WHAT THE TASK ASKS: Please give the entries again in full and exactly, without any picture.

[Pointing and labeling entries]
######

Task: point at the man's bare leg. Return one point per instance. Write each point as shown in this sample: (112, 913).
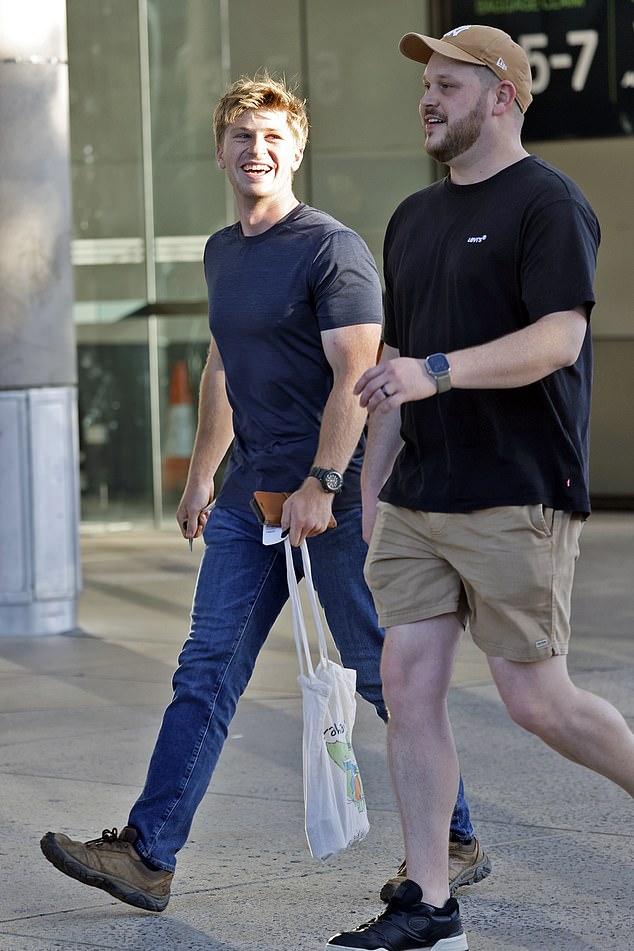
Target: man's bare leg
(416, 671)
(581, 726)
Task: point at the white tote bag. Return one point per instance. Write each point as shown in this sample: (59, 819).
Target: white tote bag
(335, 808)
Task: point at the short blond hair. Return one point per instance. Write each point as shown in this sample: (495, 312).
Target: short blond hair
(261, 92)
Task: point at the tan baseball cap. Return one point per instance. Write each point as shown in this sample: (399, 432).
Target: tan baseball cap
(482, 46)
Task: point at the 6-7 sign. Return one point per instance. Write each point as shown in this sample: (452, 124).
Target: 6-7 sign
(581, 56)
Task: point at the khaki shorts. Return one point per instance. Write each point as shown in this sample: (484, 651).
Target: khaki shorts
(507, 573)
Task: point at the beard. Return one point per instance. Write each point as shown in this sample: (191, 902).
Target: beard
(462, 134)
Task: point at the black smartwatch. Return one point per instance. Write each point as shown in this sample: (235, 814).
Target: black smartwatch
(437, 366)
(331, 480)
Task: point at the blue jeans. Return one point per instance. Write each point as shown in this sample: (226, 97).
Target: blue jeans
(240, 592)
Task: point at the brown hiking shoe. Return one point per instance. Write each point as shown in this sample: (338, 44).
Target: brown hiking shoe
(468, 864)
(111, 863)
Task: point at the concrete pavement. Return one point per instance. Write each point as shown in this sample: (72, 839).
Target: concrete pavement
(79, 714)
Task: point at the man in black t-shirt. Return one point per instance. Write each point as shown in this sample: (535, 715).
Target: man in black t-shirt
(475, 479)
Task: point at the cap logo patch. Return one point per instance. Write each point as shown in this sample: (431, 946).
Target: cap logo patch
(458, 30)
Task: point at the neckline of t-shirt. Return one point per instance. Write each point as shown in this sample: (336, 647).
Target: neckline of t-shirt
(487, 182)
(290, 216)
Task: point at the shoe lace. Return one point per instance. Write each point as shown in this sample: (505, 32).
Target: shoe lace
(107, 835)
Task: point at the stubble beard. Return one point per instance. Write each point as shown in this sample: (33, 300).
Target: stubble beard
(460, 137)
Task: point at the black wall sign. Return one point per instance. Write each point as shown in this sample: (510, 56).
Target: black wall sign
(582, 60)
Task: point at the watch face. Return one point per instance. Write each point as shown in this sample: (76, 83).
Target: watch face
(333, 481)
(438, 363)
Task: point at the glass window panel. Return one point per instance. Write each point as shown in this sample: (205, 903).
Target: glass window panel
(105, 125)
(366, 138)
(114, 422)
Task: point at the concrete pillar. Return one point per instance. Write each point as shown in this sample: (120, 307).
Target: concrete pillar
(39, 495)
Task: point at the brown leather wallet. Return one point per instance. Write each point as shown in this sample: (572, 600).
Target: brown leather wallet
(268, 508)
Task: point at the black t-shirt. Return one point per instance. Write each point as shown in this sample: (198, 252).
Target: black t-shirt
(270, 297)
(466, 264)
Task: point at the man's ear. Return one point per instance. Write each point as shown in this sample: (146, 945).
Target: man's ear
(297, 161)
(504, 97)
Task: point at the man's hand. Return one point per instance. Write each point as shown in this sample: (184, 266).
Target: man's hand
(307, 512)
(393, 382)
(189, 514)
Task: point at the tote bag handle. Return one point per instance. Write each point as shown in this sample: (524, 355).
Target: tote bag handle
(302, 643)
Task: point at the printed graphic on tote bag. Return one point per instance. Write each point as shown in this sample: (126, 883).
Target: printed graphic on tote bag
(342, 754)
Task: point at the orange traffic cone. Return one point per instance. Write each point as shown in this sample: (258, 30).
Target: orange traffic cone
(180, 429)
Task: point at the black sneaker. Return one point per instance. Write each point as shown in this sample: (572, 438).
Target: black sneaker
(408, 923)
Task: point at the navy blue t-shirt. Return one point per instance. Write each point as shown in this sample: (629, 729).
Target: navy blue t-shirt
(270, 297)
(464, 265)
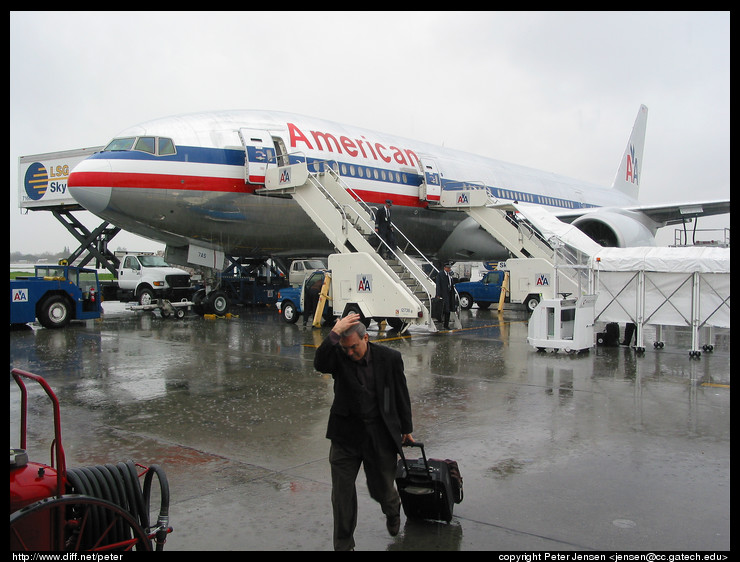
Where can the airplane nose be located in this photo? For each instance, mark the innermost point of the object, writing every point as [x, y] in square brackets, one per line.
[90, 184]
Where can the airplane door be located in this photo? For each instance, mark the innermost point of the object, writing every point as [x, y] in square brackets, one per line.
[259, 151]
[431, 184]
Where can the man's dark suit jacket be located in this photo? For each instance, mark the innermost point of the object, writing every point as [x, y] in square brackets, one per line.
[391, 391]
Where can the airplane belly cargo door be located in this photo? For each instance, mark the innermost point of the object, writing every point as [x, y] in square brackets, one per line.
[258, 152]
[431, 183]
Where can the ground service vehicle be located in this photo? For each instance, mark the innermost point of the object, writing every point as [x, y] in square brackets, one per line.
[100, 508]
[530, 281]
[300, 268]
[357, 284]
[292, 301]
[146, 276]
[483, 292]
[55, 295]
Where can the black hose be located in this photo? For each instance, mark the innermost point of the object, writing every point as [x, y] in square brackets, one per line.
[119, 484]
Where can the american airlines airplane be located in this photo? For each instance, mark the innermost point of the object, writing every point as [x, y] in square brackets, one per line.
[194, 181]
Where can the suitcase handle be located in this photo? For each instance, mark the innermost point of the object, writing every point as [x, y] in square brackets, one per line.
[423, 454]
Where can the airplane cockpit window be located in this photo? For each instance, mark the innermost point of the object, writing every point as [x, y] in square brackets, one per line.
[160, 146]
[145, 144]
[125, 143]
[166, 146]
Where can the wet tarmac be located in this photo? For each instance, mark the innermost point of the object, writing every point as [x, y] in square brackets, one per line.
[603, 451]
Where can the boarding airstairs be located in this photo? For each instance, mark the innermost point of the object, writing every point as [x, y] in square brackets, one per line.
[527, 231]
[349, 224]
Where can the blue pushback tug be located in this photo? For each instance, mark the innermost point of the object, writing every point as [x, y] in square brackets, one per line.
[55, 295]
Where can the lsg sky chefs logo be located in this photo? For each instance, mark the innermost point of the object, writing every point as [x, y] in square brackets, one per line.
[38, 180]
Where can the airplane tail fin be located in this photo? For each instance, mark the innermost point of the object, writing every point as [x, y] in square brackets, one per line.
[629, 173]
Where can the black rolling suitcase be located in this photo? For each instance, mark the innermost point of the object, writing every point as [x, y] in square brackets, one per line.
[429, 489]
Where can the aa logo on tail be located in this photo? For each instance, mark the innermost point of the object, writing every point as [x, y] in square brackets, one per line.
[633, 167]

######

EXPECTED OUTPUT:
Task: point at the man's bare leg. Return one point per instance. Write each point as shown in this sample: (112, 913).
Target: man's bare leg
(416, 671)
(581, 726)
Task: point at the white tote bag. Return one point per instance. Write each point as shown in this sample: (59, 819).
Target: white tote bag
(335, 808)
Task: point at the short blond hair. Return one point per instance. Write each point as shown in this sample: (495, 312).
Target: short blond hair
(261, 92)
Task: point at the tan baseball cap. Return one point per instance. Write each point as shown in this sample: (399, 432).
Target: tan baseball cap
(482, 46)
Task: point at the 6-7 sign. Return one point per instance. Write each point as shown in this sample: (452, 124).
Target: 6-7 sign
(581, 56)
Task: point at the khaki shorts. Return one point per instance. Write each point as shown in this sample: (484, 651).
Target: khaki shorts
(507, 573)
Task: point at the beard. Return one point per instance. Write each point as shown in this sample: (191, 902).
Target: beard
(462, 134)
Task: point at the black smartwatch. Return one point per instance. Write each point as shown in this sample: (235, 814).
Target: black smartwatch
(437, 366)
(331, 480)
Task: point at the blue jeans. Return one point per instance. Write each point as shown in this sample: (226, 97).
Target: blue jeans
(240, 592)
Task: point at the brown hiking shoe. Return one point per instance. Write each point as shown in this sample: (338, 44).
Target: brown hiking shoe
(468, 864)
(111, 863)
Task: point at the concrete pavement. Return one point per instance. Write each point as shown in this sample: (72, 839).
Target: concrete pavement
(79, 714)
Task: point at the man in black t-shirt. Return one point per instance. Write each point as shown in this sample: (535, 715).
Target: man in black t-shirt
(475, 479)
Task: point at the cap logo patch. Return one point per instance. Write each point as shown in this sample: (431, 946).
Target: cap logo patch
(458, 30)
Task: point at the neckline of t-shirt. Return one point per instance. Write each point as shown in this sample: (336, 647).
Target: neckline of t-shirt
(487, 182)
(290, 216)
Task: point at the shoe lace. Return one point per instance. Write each point as shown in this sample: (505, 32).
Target: shoe lace
(107, 835)
Task: point at the stubble beard. Return one point per instance. Write each point as shown in this sample: (33, 300).
Target: stubble beard
(460, 137)
Task: point at the black wall sign. Return one point per instance. Write each point as shown in this sample: (510, 56).
Target: black wall sign
(582, 60)
Task: point at the watch face. Return one point per instance. Write each point as shown in this sample: (76, 83).
Target: watch face
(333, 481)
(438, 363)
Task: point at the glass window panel. Return one point per instance. Write each point as shown in this sample: (205, 903).
Target: glass window panel
(105, 125)
(366, 138)
(114, 422)
Task: point at the concrete pillar. Return one point per instance. Write each point as shown in this sample: (120, 307).
Target: concrete pillar
(39, 495)
Task: point at the brown leather wallet. Return one point per instance. Write each point as shown in this sample: (572, 600).
Target: brown leather wallet
(268, 508)
Task: point at the black t-shirt. Return one point per instance. Write each point as shown in this sample: (198, 252).
Target: black t-shirt
(270, 297)
(466, 264)
Task: point at the man's ear. Return one point per instance. Write each point as shown in this sample: (146, 945).
Target: man's ear
(297, 161)
(504, 97)
Task: point at the man's hand. Return one point per instance. Write each point as shown in this sample: (184, 266).
Target: man's hand
(307, 512)
(393, 382)
(189, 514)
Task: point at the tote bag handle. Return one point per instance. Write each point as shown in this sample: (524, 355).
Target: tote bag handle
(302, 643)
Task: point at the printed graphic on tote bag. Return one point per instance. Write each point as shown in this sample: (126, 883).
Target: printed graphic on tote bag
(342, 754)
Task: point at the orange traffic cone. Return one point per instance. Write each point as shown in this sample: (258, 30).
Target: orange traffic cone
(180, 429)
Task: point at the black sneaker. Return one point per instance. Write each point as shown in this sample: (572, 438).
Target: black sneaker
(408, 923)
Task: point at the navy blue t-shirt. Return one point per instance. Write each point as shown in this sample: (629, 729).
Target: navy blue t-shirt
(270, 297)
(464, 265)
Where can the airplane nose be located in this photo? For each instance, mark the innermost point of the object, writing every point as [x, y] in square brackets, one per line.
[90, 184]
Where can the airplane door be located in this photo? For each instance, mark the innermost point of the object, writing every point as [x, y] in square brackets, one per line.
[259, 151]
[431, 184]
Where can the man's dark suit jacket be located in this photo? For each instance, mark the innermost point of the object, writing every point as [x, y] in square brackets, one per line.
[391, 391]
Where can the airplane belly cargo door be located in this photo? For each instance, mark the innermost point of the object, writing every point as [x, y] in square brackets, one per line.
[258, 152]
[431, 183]
Where can the ground service vehicle be located in this photo? For each instance, mark the innermost point of the object, writing every point as [x, y] in square brackets, one per line.
[100, 508]
[530, 281]
[300, 268]
[357, 284]
[292, 301]
[146, 276]
[483, 292]
[55, 295]
Where can the black hose be located in this photo? For each instance, mark the innermost point of the object, writing every point as [x, y] in square brackets, one per line.
[119, 484]
Where can the american airlines airplane be located in this photo? For each instance, mark the innermost point of the object, writing every point as [x, y] in square brackets, one per line.
[194, 181]
Where can the suitcase handle be located in this photo? For each instance, mark the innermost point of the object, writing every point as [x, y] in square brackets, one per line.
[423, 454]
Where can the airplane cockpit window be located in this photo? For each instance, mark the innermost point of the object, writing every point as [x, y] in square brackets, one per line.
[160, 146]
[145, 144]
[125, 143]
[166, 146]
Where can the wet tarmac be located in this photo? For each instance, mark the innermost point of the object, writing every point as [x, y] in square brackets, one per line.
[603, 451]
Where can the boarding airstairs be located in this photo? For each instance, mark the innermost point of the object, writing every point as [x, y] in square brackets, one per line.
[527, 231]
[349, 224]
Where can the blue pushback tug be located in this photo? For each instance, mark the innermost point of the object, writing every point as [x, y] in square brackets, one per line.
[55, 295]
Where can the lsg sky chefs logo be located in this photo? For each instance, mark the innermost point of the object, writing every point as [x, y] in square brackets, one per line.
[38, 180]
Where can the airplane tail fin be located in this photo? For each instance, mark the innermost point of the object, writing every point as [x, y] in square brackets, one per line.
[629, 173]
Where can the black rolling suitcase be located in this photo? For each instance, mark the innermost point of the object, writing every point as [x, y] in square brackets, one per line.
[429, 489]
Where can the aa logo on tail be located in this photo? For each instance, mark the innermost point of the object, writing every point as [x, y] in square brackets, one per line.
[633, 167]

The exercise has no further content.